-- DATASET EXCERPTS --
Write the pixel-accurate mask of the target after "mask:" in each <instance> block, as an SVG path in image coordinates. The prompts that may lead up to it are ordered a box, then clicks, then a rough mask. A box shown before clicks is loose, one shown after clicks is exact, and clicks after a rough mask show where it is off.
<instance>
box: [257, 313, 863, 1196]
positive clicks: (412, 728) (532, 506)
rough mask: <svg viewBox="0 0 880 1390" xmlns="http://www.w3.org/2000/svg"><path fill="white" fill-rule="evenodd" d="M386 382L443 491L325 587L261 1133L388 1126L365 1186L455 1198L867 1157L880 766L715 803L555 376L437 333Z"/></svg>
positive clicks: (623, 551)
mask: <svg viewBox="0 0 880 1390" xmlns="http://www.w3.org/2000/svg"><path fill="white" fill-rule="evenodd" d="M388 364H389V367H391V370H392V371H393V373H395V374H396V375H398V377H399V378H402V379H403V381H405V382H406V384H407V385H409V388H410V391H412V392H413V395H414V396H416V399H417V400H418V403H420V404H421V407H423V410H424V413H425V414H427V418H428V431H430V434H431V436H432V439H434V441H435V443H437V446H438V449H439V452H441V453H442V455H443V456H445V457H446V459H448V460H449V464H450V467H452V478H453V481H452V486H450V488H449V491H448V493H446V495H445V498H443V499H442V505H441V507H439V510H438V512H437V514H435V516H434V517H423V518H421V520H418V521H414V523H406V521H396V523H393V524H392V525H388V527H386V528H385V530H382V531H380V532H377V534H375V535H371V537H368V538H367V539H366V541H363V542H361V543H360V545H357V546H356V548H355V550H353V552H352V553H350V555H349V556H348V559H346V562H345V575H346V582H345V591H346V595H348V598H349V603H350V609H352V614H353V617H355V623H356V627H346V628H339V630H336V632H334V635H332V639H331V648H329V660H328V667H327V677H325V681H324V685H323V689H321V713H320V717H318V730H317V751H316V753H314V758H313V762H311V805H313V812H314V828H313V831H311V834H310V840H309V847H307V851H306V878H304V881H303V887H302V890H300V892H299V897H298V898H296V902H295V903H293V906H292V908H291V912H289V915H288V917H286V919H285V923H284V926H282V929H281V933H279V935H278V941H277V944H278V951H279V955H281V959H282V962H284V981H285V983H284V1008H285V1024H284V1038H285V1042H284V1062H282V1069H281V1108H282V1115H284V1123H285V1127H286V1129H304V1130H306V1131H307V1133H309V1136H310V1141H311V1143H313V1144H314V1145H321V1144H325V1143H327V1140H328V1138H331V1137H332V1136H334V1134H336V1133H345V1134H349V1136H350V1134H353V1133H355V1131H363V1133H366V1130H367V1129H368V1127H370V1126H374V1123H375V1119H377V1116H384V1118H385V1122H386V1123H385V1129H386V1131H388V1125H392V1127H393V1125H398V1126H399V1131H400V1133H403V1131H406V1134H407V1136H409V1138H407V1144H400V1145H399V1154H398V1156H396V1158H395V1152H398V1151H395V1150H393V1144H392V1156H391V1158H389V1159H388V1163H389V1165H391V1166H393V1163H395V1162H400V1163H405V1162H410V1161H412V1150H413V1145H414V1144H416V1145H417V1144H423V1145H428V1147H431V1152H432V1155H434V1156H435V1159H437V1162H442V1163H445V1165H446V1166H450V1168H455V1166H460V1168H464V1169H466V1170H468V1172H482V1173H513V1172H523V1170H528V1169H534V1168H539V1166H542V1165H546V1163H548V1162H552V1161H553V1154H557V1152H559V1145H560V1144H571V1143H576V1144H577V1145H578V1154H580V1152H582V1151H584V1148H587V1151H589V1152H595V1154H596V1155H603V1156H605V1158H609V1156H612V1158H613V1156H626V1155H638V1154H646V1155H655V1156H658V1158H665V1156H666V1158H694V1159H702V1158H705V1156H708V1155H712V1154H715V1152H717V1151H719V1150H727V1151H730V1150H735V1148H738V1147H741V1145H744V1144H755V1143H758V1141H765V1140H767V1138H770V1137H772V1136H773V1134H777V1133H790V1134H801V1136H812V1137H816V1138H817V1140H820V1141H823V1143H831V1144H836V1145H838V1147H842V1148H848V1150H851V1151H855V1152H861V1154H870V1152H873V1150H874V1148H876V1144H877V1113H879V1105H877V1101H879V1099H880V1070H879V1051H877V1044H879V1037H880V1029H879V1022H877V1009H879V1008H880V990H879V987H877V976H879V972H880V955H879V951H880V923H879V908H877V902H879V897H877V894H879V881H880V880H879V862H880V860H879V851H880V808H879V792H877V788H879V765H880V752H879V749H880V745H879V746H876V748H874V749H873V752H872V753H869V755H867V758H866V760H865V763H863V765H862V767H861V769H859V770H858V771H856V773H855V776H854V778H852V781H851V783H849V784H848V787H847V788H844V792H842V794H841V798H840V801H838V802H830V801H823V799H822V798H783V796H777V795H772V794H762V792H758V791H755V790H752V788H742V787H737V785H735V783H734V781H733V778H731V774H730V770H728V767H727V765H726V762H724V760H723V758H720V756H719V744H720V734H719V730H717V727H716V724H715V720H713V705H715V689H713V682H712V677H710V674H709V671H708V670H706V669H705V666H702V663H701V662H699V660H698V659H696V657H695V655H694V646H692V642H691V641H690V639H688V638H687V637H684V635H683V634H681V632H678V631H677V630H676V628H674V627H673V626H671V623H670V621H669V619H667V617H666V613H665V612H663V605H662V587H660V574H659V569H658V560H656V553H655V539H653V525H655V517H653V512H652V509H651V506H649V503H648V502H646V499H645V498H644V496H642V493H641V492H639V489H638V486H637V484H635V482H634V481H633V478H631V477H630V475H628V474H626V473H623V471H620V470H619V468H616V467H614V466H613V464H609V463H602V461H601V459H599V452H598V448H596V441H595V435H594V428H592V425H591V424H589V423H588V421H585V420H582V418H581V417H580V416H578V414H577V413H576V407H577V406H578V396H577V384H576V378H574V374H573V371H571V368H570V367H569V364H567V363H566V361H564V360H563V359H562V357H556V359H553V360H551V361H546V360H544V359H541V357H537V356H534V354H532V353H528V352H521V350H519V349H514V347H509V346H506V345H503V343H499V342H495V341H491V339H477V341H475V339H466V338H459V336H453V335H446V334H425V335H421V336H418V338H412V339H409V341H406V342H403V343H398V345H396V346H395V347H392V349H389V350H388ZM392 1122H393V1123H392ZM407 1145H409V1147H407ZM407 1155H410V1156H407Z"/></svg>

-- YOUR OBJECTIVE --
Render every line of the items above as a Markdown table with the columns Row and Line. Skip blank lines and number the rows in order.

-- YOUR SOLUTION --
| Row | Line |
|---|---|
| 1 | Write the pixel-accurate mask of the target after "mask:" in each <instance> block, as an SVG path in image coordinates. The prompts that may lead up to it are ordered a box, then clicks, then a rough mask. A box shown before clicks is loose, one shown after clicks is exact, and clicks after a rough mask show where it is off. |
| 2 | <instance> |
| 3 | box: [257, 313, 863, 1196] |
| 4 | positive clicks: (412, 728) (532, 506) |
| 5 | rough mask: <svg viewBox="0 0 880 1390" xmlns="http://www.w3.org/2000/svg"><path fill="white" fill-rule="evenodd" d="M386 382L443 491L325 587L261 1133L388 1126L365 1186L455 1198L867 1157L880 766L715 803L555 376L437 333Z"/></svg> |
| 6 | positive clicks: (623, 551) |
| 7 | mask: <svg viewBox="0 0 880 1390" xmlns="http://www.w3.org/2000/svg"><path fill="white" fill-rule="evenodd" d="M388 364H389V367H391V370H392V371H393V373H395V374H396V375H398V377H399V378H402V379H403V381H405V382H406V384H407V385H409V388H410V391H412V392H413V395H414V396H416V399H417V400H418V403H420V404H421V407H423V410H424V413H425V414H427V418H428V431H430V434H431V436H432V439H434V441H435V443H437V446H438V449H439V452H441V453H442V455H443V456H445V457H446V459H448V460H449V464H450V467H452V478H453V481H452V486H450V488H449V491H448V493H446V495H445V498H443V499H442V505H441V507H439V510H438V512H437V514H435V516H434V517H423V518H421V520H418V521H414V523H406V521H396V523H393V524H392V525H388V527H386V528H385V530H382V531H380V532H377V534H375V535H371V537H368V538H367V539H366V541H363V542H361V543H360V545H357V546H356V548H355V550H353V552H352V553H350V555H349V556H348V559H346V562H345V575H346V582H345V591H346V595H348V598H349V603H350V609H352V614H353V617H355V623H356V627H346V628H339V630H336V632H334V635H332V639H331V648H329V660H328V667H327V677H325V681H324V685H323V689H321V713H320V717H318V730H317V751H316V753H314V758H313V762H311V805H313V812H314V828H313V831H311V834H310V840H309V847H307V851H306V878H304V881H303V887H302V890H300V892H299V897H298V898H296V902H295V903H293V906H292V908H291V912H289V915H288V917H286V919H285V923H284V926H282V929H281V933H279V935H278V941H277V944H278V951H279V955H281V959H282V962H284V981H285V983H284V1008H285V1024H284V1038H285V1042H284V1062H282V1069H281V1108H282V1115H284V1123H285V1127H286V1129H304V1130H306V1131H307V1133H309V1136H310V1141H311V1143H313V1144H314V1145H321V1144H325V1143H327V1140H328V1138H331V1137H332V1136H334V1134H336V1133H345V1134H349V1136H350V1134H353V1133H355V1131H363V1133H366V1130H367V1129H368V1127H370V1126H374V1123H375V1119H377V1116H384V1118H385V1122H386V1123H385V1129H386V1131H388V1125H392V1127H393V1125H398V1126H399V1131H400V1133H403V1131H406V1134H407V1136H409V1138H407V1144H400V1145H399V1154H398V1156H396V1158H395V1152H398V1151H395V1150H393V1144H392V1156H391V1158H389V1159H388V1163H389V1165H391V1166H393V1163H395V1162H400V1163H405V1162H410V1161H412V1150H413V1145H414V1144H416V1145H417V1144H423V1145H428V1147H431V1152H432V1155H434V1156H435V1159H437V1162H442V1163H445V1165H446V1166H450V1168H455V1166H460V1168H464V1169H466V1170H468V1172H482V1173H513V1172H523V1170H528V1169H534V1168H539V1166H542V1165H546V1163H548V1162H552V1161H553V1154H557V1152H559V1145H560V1144H571V1143H576V1144H577V1145H578V1154H580V1152H582V1151H584V1148H587V1151H589V1152H595V1154H596V1155H603V1156H605V1158H609V1156H612V1158H613V1156H626V1155H638V1154H646V1155H655V1156H658V1158H665V1156H666V1158H694V1159H702V1158H705V1156H708V1155H712V1154H715V1152H717V1151H719V1150H727V1151H730V1150H735V1148H738V1147H741V1145H744V1144H755V1143H758V1141H765V1140H767V1138H770V1137H772V1136H773V1134H777V1133H790V1134H801V1136H812V1137H816V1138H817V1140H820V1141H823V1143H831V1144H836V1145H838V1147H842V1148H848V1150H851V1151H855V1152H861V1154H870V1152H873V1150H874V1148H876V1144H877V1113H879V1105H877V1101H879V1099H880V1070H879V1051H877V1044H879V1037H880V1029H879V1022H877V1009H879V1008H880V990H879V987H877V976H879V972H880V955H879V951H880V923H879V908H877V902H879V897H877V894H879V881H880V880H879V862H880V860H879V851H880V808H879V792H877V788H879V765H880V752H879V749H880V745H879V746H876V748H874V749H873V752H872V753H869V755H867V758H866V760H865V763H863V765H862V767H861V769H859V770H858V771H856V773H855V776H854V778H852V781H851V783H849V784H848V787H847V788H844V792H842V794H841V798H840V801H838V802H830V801H823V799H822V798H783V796H777V795H772V794H762V792H758V791H755V790H752V788H742V787H737V785H735V783H734V781H733V778H731V774H730V770H728V767H727V765H726V762H724V760H723V758H720V756H719V744H720V734H719V730H717V727H716V724H715V720H713V705H715V689H713V682H712V677H710V674H709V671H708V670H706V669H705V666H702V663H701V662H699V660H698V659H696V657H695V655H694V646H692V642H691V641H690V639H688V638H687V637H684V635H683V634H681V632H678V631H677V630H676V628H674V627H673V626H671V623H670V621H669V619H667V617H666V613H665V612H663V605H662V587H660V574H659V569H658V560H656V553H655V539H653V525H655V517H653V512H652V509H651V506H649V503H648V502H646V499H645V498H644V496H642V493H641V492H639V489H638V486H637V484H635V482H634V481H633V478H631V477H630V475H628V474H626V473H623V471H620V470H619V468H616V467H614V466H613V464H609V463H602V461H601V459H599V452H598V448H596V441H595V435H594V428H592V425H591V424H589V423H588V421H585V420H582V418H581V417H580V416H578V414H577V413H576V407H577V406H578V396H577V384H576V378H574V374H573V371H571V368H570V367H569V364H567V363H566V361H564V360H563V359H562V357H556V359H553V360H551V361H546V360H544V359H541V357H537V356H534V354H532V353H528V352H521V350H519V349H514V347H509V346H506V345H503V343H499V342H495V341H491V339H477V341H475V339H466V338H459V336H453V335H446V334H425V335H421V336H418V338H412V339H409V341H406V342H403V343H398V345H396V346H395V347H392V349H389V350H388ZM392 1122H393V1123H392ZM407 1145H409V1147H407ZM407 1155H410V1156H407Z"/></svg> |